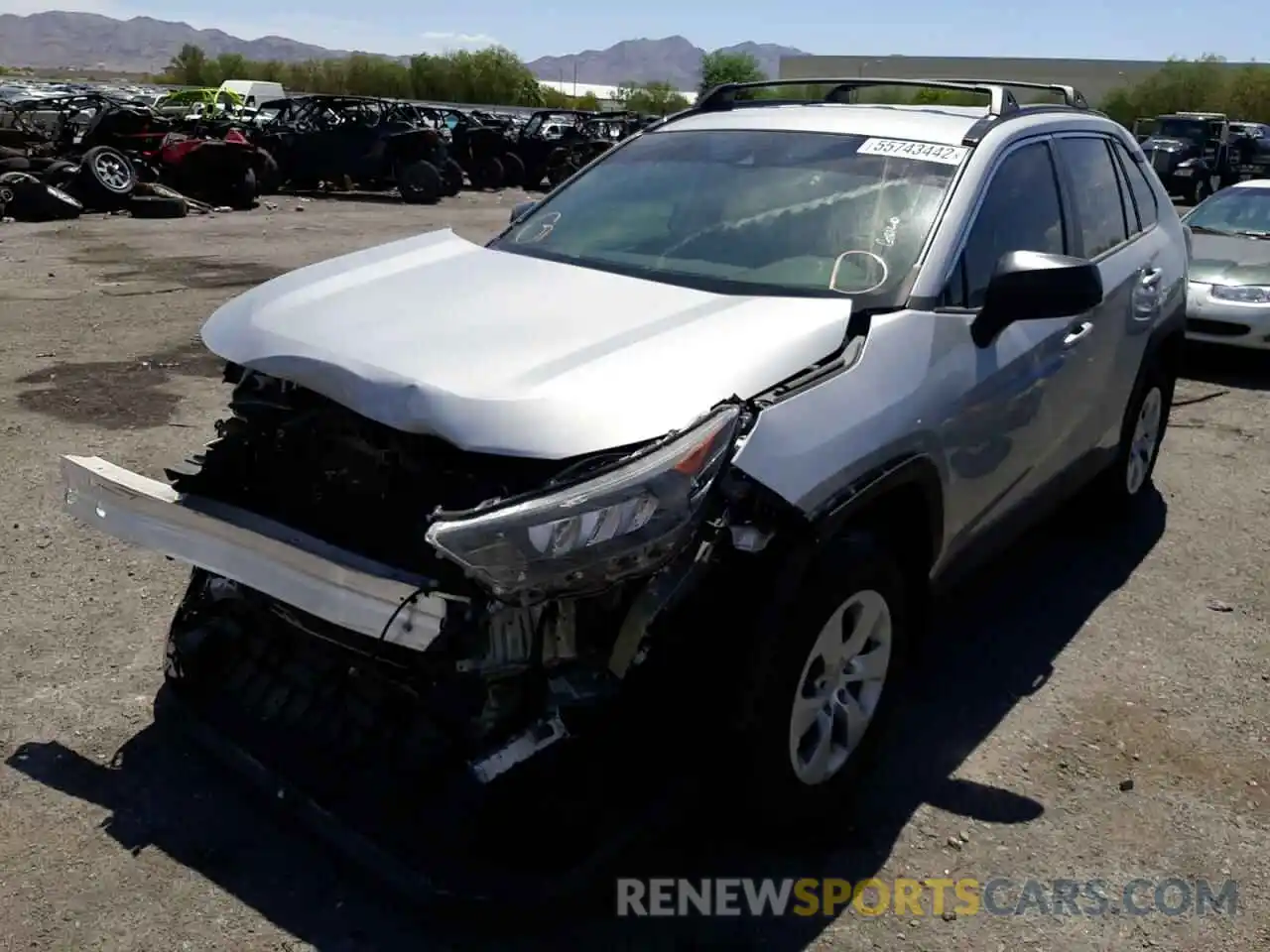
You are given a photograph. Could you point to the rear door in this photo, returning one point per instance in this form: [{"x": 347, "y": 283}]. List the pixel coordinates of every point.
[{"x": 1103, "y": 347}]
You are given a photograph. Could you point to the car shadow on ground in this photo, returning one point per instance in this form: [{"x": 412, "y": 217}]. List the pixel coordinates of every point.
[
  {"x": 994, "y": 645},
  {"x": 1227, "y": 366}
]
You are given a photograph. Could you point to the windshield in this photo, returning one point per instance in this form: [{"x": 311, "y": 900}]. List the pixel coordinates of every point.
[
  {"x": 749, "y": 212},
  {"x": 1171, "y": 127},
  {"x": 1233, "y": 211}
]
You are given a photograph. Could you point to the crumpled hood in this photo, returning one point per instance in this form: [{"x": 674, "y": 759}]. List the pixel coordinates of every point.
[
  {"x": 1216, "y": 259},
  {"x": 503, "y": 353}
]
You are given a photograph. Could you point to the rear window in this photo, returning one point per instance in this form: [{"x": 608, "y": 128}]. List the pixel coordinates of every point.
[{"x": 754, "y": 212}]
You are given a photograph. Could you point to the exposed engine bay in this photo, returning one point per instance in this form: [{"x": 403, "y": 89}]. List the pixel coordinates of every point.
[{"x": 504, "y": 679}]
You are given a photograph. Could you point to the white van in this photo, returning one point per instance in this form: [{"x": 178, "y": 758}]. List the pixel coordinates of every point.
[{"x": 253, "y": 91}]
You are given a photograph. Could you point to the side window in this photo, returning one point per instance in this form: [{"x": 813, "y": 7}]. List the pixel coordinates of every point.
[
  {"x": 1020, "y": 212},
  {"x": 1130, "y": 212},
  {"x": 1143, "y": 194},
  {"x": 1095, "y": 193}
]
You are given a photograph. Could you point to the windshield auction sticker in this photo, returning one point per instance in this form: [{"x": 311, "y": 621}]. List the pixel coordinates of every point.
[{"x": 921, "y": 151}]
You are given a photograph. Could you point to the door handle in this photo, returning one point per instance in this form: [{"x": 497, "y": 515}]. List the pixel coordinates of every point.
[{"x": 1078, "y": 333}]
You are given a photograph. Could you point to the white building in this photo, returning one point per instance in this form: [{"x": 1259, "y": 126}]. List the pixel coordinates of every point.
[{"x": 607, "y": 95}]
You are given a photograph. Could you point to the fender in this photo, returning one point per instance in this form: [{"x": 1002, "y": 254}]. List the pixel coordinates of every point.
[
  {"x": 903, "y": 472},
  {"x": 828, "y": 524}
]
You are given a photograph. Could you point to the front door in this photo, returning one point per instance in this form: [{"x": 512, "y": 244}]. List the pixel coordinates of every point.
[{"x": 1001, "y": 434}]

_ _ _ _ _ _ _

Return precisely the lines of the records, starting with the line that holds "You are given a photograph. Could you point to the door" and ending with the last one.

> Completed task:
You are given a photograph. Could you point to the door handle in this photo, returning one point per instance in this form: [{"x": 497, "y": 515}]. List the pixel coordinates of every point.
[{"x": 1078, "y": 333}]
You are given a photograph. Could you point to the white building in this photo, returning one point per instance in this form: [{"x": 1259, "y": 126}]. List the pixel coordinates of every point.
[{"x": 607, "y": 95}]
You are given a photograph. Could you point to the fender in this photo, returning one point per instance in this form: [{"x": 1002, "y": 254}]. List the pixel coordinates of every point.
[
  {"x": 903, "y": 472},
  {"x": 828, "y": 524}
]
You are given a photograph. Could you point to the front door in this photo, returning one point per instance in this form: [{"x": 512, "y": 244}]. List the pixel coordinates of every point.
[{"x": 1001, "y": 434}]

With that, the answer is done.